Consultant vedette de TNT depuis 1998, Kenny Smith côtoie le gratin de la Grande Ligue au quotidien depuis plus de deux décennies. Mais, en tant que joueur, il a aussi des valises de bonnes anecdotes à partager, à commencer par son passage dans son « alma mater » de North Carolina.
Lycéen star à New York au début des années 1980, Kenny Smith avait le choix pour la case universitaire à suivre, après avoir été nommé McDonald’s All American en 1983.
◆ ◆ ◆
-- Tâches à accomplir --
1/ Selon le texte sur Kenny Smith, depuis quelle année celui-ci est-il consultant pour TNT ?
2/ Recopiez fidèlement le passage du texte sur Kenny Smith qui commence par « Lycéen star à » et se poursuit jusqu'à « American en 1983. ».
3/ Rédigez la suite du texte sur Kenny Smith à partir de sa dernière phrase.
◆ ◆ ◆
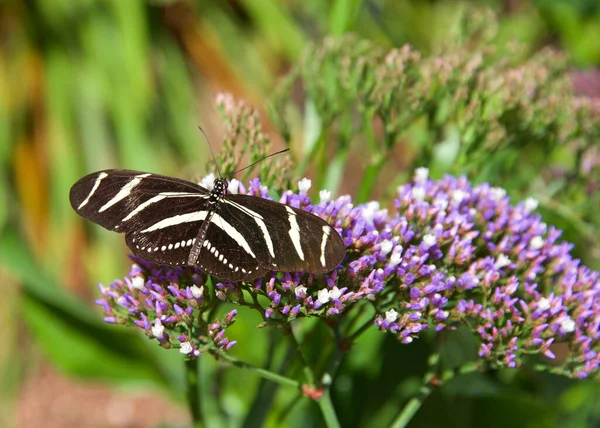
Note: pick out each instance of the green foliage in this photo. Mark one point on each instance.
(87, 85)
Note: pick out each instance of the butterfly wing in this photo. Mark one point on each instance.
(285, 238)
(160, 215)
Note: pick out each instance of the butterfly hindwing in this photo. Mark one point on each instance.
(176, 222)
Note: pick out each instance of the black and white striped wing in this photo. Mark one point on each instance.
(161, 215)
(234, 237)
(284, 238)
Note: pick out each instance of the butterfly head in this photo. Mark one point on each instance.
(219, 190)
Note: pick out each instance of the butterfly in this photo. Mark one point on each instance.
(233, 237)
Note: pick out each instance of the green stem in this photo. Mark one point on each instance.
(370, 177)
(328, 411)
(324, 401)
(415, 403)
(266, 374)
(193, 397)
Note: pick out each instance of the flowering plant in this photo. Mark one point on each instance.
(447, 254)
(435, 257)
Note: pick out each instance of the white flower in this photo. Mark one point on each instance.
(536, 243)
(138, 282)
(459, 195)
(501, 261)
(418, 194)
(395, 259)
(386, 246)
(325, 196)
(544, 304)
(197, 291)
(158, 329)
(391, 316)
(421, 175)
(208, 181)
(335, 293)
(497, 193)
(304, 185)
(300, 291)
(370, 209)
(567, 324)
(323, 296)
(530, 204)
(186, 348)
(440, 203)
(429, 240)
(234, 187)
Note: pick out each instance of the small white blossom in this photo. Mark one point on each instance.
(186, 348)
(386, 246)
(536, 243)
(567, 324)
(429, 240)
(158, 329)
(421, 175)
(440, 203)
(304, 185)
(138, 282)
(300, 291)
(370, 209)
(544, 304)
(208, 181)
(459, 195)
(234, 187)
(395, 259)
(391, 316)
(325, 196)
(501, 261)
(197, 291)
(497, 193)
(418, 194)
(323, 296)
(335, 293)
(530, 205)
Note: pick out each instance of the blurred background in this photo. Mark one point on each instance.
(93, 84)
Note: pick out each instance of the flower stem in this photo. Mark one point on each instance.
(415, 403)
(192, 367)
(266, 374)
(324, 402)
(370, 177)
(328, 410)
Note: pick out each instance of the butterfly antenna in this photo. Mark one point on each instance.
(211, 152)
(260, 160)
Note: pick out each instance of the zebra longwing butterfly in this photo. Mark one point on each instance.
(233, 237)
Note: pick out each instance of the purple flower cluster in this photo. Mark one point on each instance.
(169, 303)
(447, 254)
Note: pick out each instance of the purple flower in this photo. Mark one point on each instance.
(447, 254)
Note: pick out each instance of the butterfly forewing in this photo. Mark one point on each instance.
(287, 238)
(231, 248)
(234, 237)
(124, 200)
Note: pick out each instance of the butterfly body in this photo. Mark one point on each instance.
(234, 237)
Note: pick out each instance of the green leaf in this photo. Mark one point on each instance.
(77, 341)
(343, 15)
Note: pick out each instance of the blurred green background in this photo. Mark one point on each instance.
(93, 84)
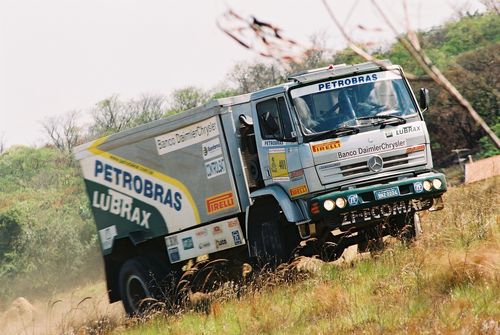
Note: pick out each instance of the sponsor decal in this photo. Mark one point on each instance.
(345, 82)
(186, 136)
(107, 236)
(173, 254)
(236, 237)
(187, 243)
(418, 187)
(299, 190)
(135, 183)
(378, 212)
(121, 205)
(221, 243)
(272, 143)
(231, 223)
(329, 166)
(215, 167)
(216, 230)
(201, 232)
(211, 149)
(386, 146)
(403, 130)
(353, 199)
(325, 146)
(220, 202)
(278, 165)
(407, 130)
(297, 173)
(171, 241)
(204, 245)
(415, 148)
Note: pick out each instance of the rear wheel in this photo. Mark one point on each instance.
(142, 286)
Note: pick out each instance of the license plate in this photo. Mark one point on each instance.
(386, 193)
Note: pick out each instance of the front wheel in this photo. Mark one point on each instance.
(271, 238)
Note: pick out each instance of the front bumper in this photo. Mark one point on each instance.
(378, 201)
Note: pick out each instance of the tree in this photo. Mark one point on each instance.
(147, 108)
(63, 131)
(3, 144)
(109, 116)
(186, 98)
(412, 45)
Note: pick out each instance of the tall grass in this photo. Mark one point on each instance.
(446, 282)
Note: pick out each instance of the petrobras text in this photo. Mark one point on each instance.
(345, 82)
(138, 184)
(167, 195)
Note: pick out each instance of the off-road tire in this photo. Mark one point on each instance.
(141, 286)
(271, 238)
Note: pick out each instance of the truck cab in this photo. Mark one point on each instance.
(345, 148)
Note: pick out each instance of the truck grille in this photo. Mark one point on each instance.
(360, 168)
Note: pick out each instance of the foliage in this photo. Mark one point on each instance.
(186, 98)
(46, 227)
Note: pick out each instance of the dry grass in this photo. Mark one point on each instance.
(447, 282)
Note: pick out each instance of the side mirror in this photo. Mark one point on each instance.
(246, 120)
(270, 123)
(424, 99)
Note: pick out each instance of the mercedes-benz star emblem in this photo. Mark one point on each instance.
(375, 163)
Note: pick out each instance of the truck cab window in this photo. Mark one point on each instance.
(274, 119)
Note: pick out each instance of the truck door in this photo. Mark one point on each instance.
(277, 145)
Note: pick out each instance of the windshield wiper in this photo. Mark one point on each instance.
(332, 133)
(384, 119)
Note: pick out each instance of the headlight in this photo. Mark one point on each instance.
(427, 185)
(329, 205)
(437, 183)
(341, 202)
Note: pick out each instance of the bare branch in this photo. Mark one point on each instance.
(63, 131)
(426, 64)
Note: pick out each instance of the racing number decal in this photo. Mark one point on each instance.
(278, 165)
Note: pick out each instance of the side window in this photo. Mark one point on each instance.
(285, 119)
(269, 119)
(274, 119)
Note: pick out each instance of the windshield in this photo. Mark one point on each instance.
(350, 101)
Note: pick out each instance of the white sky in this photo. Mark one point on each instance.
(63, 55)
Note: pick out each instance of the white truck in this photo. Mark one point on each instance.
(336, 157)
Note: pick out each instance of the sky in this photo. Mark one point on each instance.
(58, 56)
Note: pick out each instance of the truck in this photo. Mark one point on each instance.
(337, 156)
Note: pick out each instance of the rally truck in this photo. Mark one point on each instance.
(337, 156)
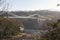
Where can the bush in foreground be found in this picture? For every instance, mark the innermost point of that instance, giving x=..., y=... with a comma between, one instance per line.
x=9, y=27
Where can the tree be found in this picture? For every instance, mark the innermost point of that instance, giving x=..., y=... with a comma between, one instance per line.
x=53, y=30
x=9, y=27
x=4, y=6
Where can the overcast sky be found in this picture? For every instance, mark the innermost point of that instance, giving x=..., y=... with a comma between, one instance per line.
x=34, y=5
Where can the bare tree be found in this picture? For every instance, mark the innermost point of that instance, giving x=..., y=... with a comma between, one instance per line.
x=4, y=6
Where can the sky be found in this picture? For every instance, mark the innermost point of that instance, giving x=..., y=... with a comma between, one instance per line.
x=26, y=5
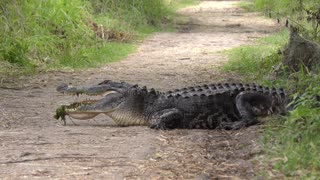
◆ ◆ ◆
-- Résultats --
1/ Depuis 1998.

2/
Lycéen star à New York au début des années 1980, Kenny Smith avait le choix pour la case universitaire à suivre, après avoir été nommé McDonald’s All American en 1983.

3/
Michael Jordan sans dribble
« J’avais des offres de Duke et de Virginia mais quand j’ai vu qui ils avaient déjà dans l’équipe, je me suis dit que je devais aller [à North Carolina] », raconte Kenny Smith dans le podcast Up The Smoke. « J’ai fait mon choix quand je suis allé à un de leurs entraînements. Il y avait Sam Perkins, Brad Daugherty, Michael Jordan. Au début, j’étais nerveux et je ne savais pas si je pourrais jouer avec eux. Je n’avais jamais vu de joueurs de 2m13 comme les leurs. Mais je ne pouvais pas choisir une autre université sachant qu’ils allaient nous battre. J’ai fini par y aller. Et j’étais un des premiers freshmen à être titulaire. À l’époque, c’était rare, maintenant, c’est presque la norme. »
Logiquement impressionné par le niveau de talent de l’effectif des Tar Heels, Kenny Smith n’a cependant pas tardé à se faire sa place sur le campus de Chapel Hill. Il a en l’occurrence rapidement ciblé la faiblesse de Michael Jordan à l’époque : son dribble. Sa tenue de balle en général.
Un talon d’Achille bientôt renforcé pour être une arme de plus dans l’arsenal de celui qui deviendra « His Airness ».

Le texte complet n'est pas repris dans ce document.